**Quoted text:**
The last parameter calculated is the value of the direction of polarization $\psi$, calculated with:

$$\psi =0.5·atan2\frac{S_2}{S_1}$$

(6)

Once the different intensity patterns for the VCSEL emission have been measured and recorded, the analysis is carried out using specific software developed in our group that allows us to have access to every individual pixel of the camera (CCD1 in Figure 1). This tool permits us to know not the mean value or average of the aforementioned parameters but the complete, spatially resolved description of these. In particular, we can obtain $\psi$(x, y) as the polarization state which is the main goal of our research.

3. Results

We start our experiment with a low value for the injection current, well below the lasing threshold, that places the device in the spontaneous emission regime. When the current applied to the VCSEL is increased, it switches up abruptly; then, we can observe the appearance of different bright single spots (CS) or the formation of more complicated structures.

From here on, the experiment is completed by decreasing the current again. In this part, two main aspects are observed in the L–I diagram: a significant grade of hysteresis in the emission and the existence of abrupt transitions; this last effect happens when the whole structure simplifies as shown in Figure 2.

In order to achieve a better understanding of the results, we split them in two parts. The first group deals with the treatment of the results obtained for the single soliton, its different polarization states and the transitions between them; the second part explains the polarization distribution obtained in the vortex pattern observed in the VCSEL’s emission. In both cases, a clear homogeneous polarization across all the intensity structure is found. The intensity characteristics for the soliton and vortex profile appear in Figure 3 .

3.1. Single Soliton Case. The Cavity Soliton

To start with, in the analysis, we are going to focus on the simplest result obtained—the single soliton. The existence of CS in semiconductor microcavities has been predicted theoretically [18] and experimentally achieved in VCSEL’s below lasing threshold and proposed as pixels in all-optical systems [19].

Our case of study corresponds to those solitons formed in a cavity (CS) with a frequency-selective feedback term obtained from a VBG as is described in the second section. It is important to note that although it is possible for localized states to exist at any position of a homogeneous device, a strong pinning at preferred locations—traps—is found [20]. This effect is depicted in Figure 2; the complex cluster that appears for the highest value of the current evolves to the single soliton when the current decreases, but this behavior is restricted to a specific area on the VCSEL’s surface.

**What you need to do:**
1/ In the text on VCSEL polarization, which two aspects are observed in the L–I diagram as the current is decreased?
2/ Quote the records from their beginning through the line containing "M 23 113 L 0", leaving the pictures out of your answer.

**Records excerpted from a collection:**
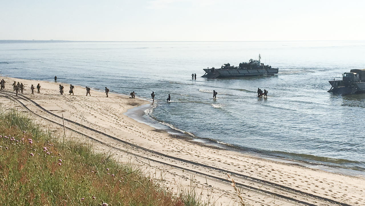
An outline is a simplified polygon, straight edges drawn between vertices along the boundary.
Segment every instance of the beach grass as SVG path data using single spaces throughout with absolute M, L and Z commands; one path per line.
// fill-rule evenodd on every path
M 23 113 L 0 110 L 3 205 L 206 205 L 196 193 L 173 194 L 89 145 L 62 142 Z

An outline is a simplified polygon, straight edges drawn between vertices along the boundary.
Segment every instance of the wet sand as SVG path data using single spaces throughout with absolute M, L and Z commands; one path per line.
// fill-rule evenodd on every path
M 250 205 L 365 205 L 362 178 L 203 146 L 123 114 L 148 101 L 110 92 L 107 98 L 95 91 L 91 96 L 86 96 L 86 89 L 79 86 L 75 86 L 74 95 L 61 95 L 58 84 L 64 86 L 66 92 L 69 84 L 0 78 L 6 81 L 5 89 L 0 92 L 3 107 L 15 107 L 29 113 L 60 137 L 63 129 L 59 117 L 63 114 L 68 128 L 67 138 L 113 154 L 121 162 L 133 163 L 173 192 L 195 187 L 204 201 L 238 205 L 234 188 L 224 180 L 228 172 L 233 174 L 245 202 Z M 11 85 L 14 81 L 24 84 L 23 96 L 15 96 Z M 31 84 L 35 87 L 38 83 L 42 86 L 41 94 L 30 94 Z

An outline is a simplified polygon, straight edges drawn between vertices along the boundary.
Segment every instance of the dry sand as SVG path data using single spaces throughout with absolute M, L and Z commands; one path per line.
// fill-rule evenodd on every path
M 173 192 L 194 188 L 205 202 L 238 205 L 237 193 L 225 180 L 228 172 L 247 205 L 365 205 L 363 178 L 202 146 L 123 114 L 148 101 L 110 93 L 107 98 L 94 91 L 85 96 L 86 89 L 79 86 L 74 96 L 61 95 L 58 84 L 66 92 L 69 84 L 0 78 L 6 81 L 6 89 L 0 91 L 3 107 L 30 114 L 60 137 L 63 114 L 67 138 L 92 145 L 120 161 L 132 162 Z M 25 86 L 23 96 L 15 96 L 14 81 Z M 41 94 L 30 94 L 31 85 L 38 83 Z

**Answer list:**
1/ A significant grade of hysteresis in the emission and the existence of abrupt transitions.

2/
An outline is a simplified polygon, straight edges drawn between vertices along the boundary.
Segment every instance of the beach grass as SVG path data using single spaces throughout with absolute M, L and Z commands; one path per line.
// fill-rule evenodd on every path
M 23 113 L 0 110 L 3 205 L 206 205 L 196 193 L 173 194 L 89 145 L 62 142 Z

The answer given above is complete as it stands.